■ Aim of the exercise ■
Update the frog thread by rewriting everything from "Put your hand" down to "a food source??", with "hundreds" changed to "dozens".

■ Quoted text ■
□ □ □ □ □

# Can a bull frog and a tree frog live together?



## Frankmiller123 (Jul 25, 2010)

^^^^^?


----------



## Jazzy B Bunny (Jun 21, 2007)

Are you having a giraffe?


----------



## Morgan Freeman (Jan 14, 2009)

Put your hand next to an bullfrog's mouth, then tell me whether you think it's a good idea.

There are hundreds of tree frogs available.


----------



## RhianB87 (Oct 25, 2009)

As a food source??


----------



## Frankmiller123 (Jul 25, 2010)

well my friend has a bull frog and a tree frog together with no lights or anything just water and little trees and one land area in like a 5 gallon tank and they throw in about 5 crickets a day


----------



## JackieL (May 19, 2009)

:liar:


----------



## Frankmiller123 (Jul 25, 2010)

no im not he even said that they dont neeed lights or anything so is this ok ?


----------



## Morgan Freeman (Jan 14, 2009)

Stop trolling dickhead.


----------



## manda88 (Nov 27, 2009)

If this is even remotely true, then your friend is a pleb.


----------



## Morgan Freeman (Jan 14, 2009)

It's not. This is his "thing" he does on the forum.


----------



## Frankmiller123 (Jul 25, 2010)

so tell me what should i tell him come on stop telling me to stop trolling im asking this for the frogs sake if ur not going to :censor: help then get off the post


----------



## Morgan Freeman (Jan 14, 2009)

□ □ □ □ □

■ Stored rows ■

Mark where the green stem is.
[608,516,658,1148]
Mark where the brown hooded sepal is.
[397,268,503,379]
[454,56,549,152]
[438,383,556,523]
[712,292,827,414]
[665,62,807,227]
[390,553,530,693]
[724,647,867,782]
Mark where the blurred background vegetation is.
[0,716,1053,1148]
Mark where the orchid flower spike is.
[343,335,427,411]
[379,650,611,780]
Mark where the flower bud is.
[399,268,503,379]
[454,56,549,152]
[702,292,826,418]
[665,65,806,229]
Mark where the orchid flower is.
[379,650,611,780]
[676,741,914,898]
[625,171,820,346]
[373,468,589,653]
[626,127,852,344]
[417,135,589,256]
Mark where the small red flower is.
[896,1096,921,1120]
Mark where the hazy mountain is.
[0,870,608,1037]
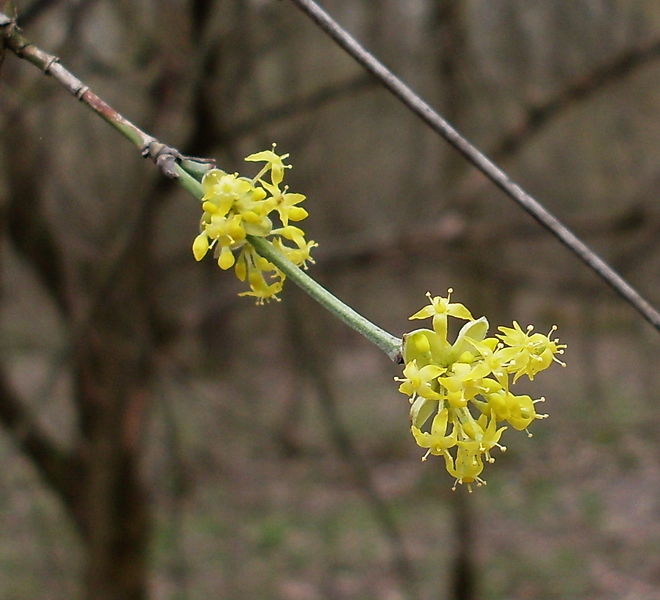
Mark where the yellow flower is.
[395,289,565,491]
[409,288,472,336]
[410,408,457,460]
[394,360,445,400]
[192,144,318,304]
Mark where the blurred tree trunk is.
[0,110,155,600]
[72,254,151,600]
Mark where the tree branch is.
[489,40,660,159]
[291,0,660,331]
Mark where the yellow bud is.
[193,233,209,260]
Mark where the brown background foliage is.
[0,0,660,600]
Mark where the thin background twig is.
[291,0,660,331]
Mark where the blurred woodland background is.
[0,0,660,600]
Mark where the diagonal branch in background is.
[291,0,660,331]
[489,40,660,159]
[223,73,377,140]
[0,12,214,190]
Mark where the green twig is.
[0,6,401,362]
[248,236,401,363]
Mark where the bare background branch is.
[0,0,660,600]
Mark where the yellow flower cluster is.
[192,145,318,304]
[395,289,565,491]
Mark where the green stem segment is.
[247,235,401,363]
[0,12,401,363]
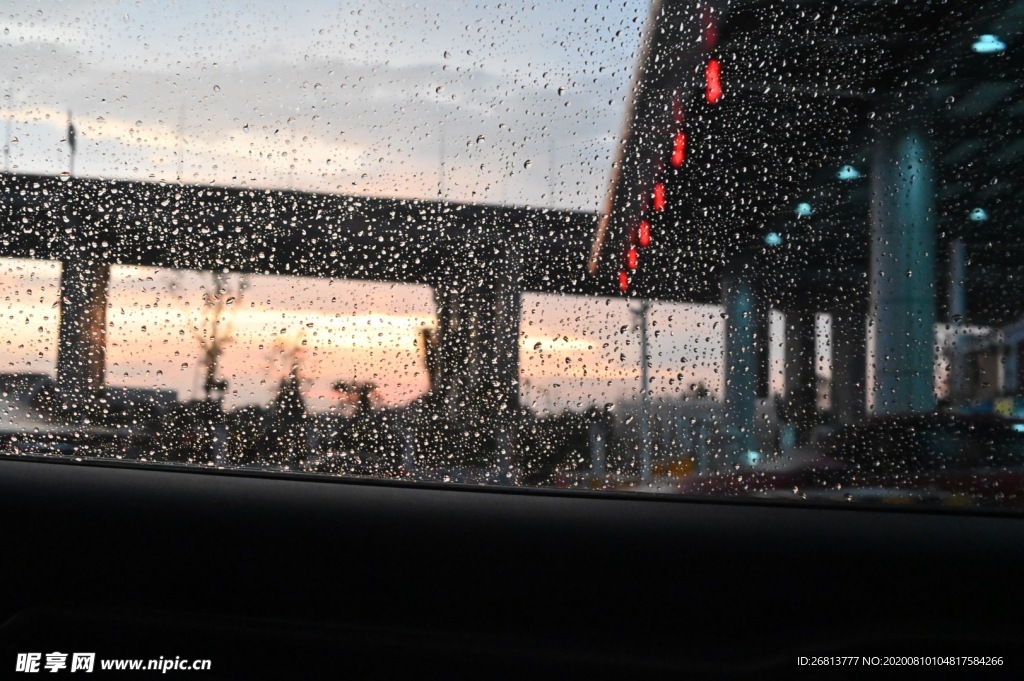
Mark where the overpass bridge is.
[0,174,610,454]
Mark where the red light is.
[637,220,650,248]
[705,59,722,104]
[626,246,640,269]
[672,132,686,168]
[652,182,665,212]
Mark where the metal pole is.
[633,300,651,484]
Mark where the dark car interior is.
[0,460,1024,679]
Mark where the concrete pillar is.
[831,303,867,425]
[868,130,936,414]
[433,233,519,482]
[722,265,758,456]
[782,309,818,444]
[946,239,970,405]
[57,187,111,420]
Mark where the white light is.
[836,165,860,179]
[971,33,1007,54]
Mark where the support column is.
[57,190,111,420]
[868,130,936,414]
[946,239,970,406]
[433,231,519,483]
[722,265,758,456]
[831,303,867,425]
[782,308,818,445]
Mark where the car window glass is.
[6,0,1024,509]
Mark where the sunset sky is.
[0,0,778,411]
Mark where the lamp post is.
[630,300,652,485]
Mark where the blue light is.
[971,33,1007,54]
[836,165,860,180]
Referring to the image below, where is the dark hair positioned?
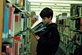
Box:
[40,7,53,19]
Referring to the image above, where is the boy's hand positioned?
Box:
[36,35,40,40]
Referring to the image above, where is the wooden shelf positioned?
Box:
[70,29,82,33]
[70,17,82,20]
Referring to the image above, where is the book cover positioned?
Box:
[8,3,13,34]
[3,5,9,41]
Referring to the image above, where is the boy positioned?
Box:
[36,7,60,55]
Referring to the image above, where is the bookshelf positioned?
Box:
[0,0,4,55]
[56,4,82,55]
[0,0,31,55]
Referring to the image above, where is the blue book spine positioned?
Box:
[3,6,8,41]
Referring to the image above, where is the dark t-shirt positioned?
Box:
[37,23,60,54]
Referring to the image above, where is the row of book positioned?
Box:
[3,3,27,41]
[70,4,82,17]
[1,0,30,55]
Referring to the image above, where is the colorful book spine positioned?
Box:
[8,3,13,34]
[11,8,15,37]
[3,5,9,41]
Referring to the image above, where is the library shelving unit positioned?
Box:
[57,4,82,55]
[0,0,31,55]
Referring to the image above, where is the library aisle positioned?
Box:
[0,0,82,55]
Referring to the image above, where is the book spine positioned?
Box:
[3,5,9,41]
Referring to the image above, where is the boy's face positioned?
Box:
[42,17,51,24]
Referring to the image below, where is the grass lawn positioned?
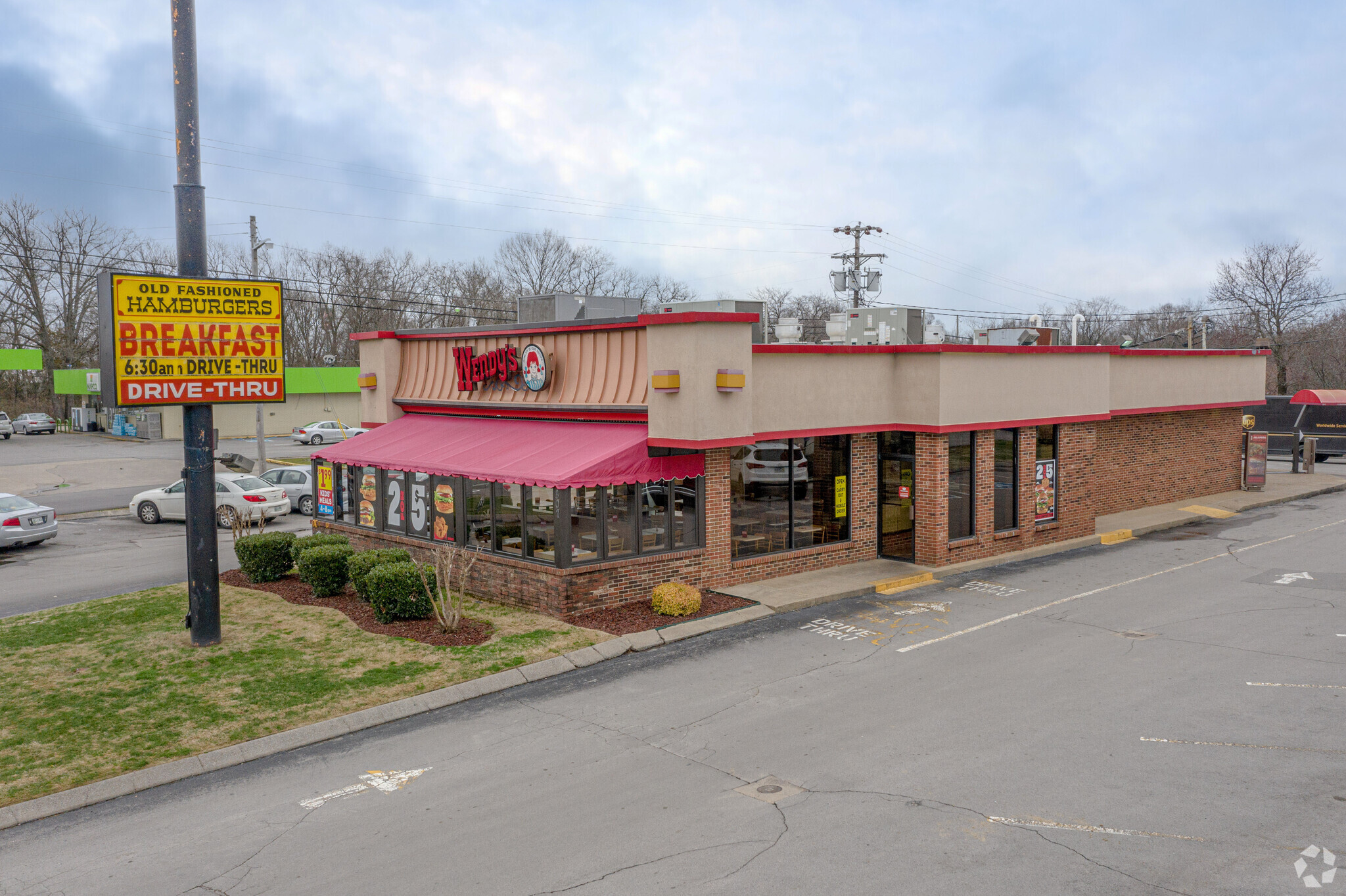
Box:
[0,585,611,806]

□ □ □ □ □

■ Expected answer ■
Put your hand next to an bullfrog's mouth, then tell me whether you think it's a good idea.

There are dozens of tree frogs available.


----------



## RhianB87 (Oct 25, 2009)

As a food source??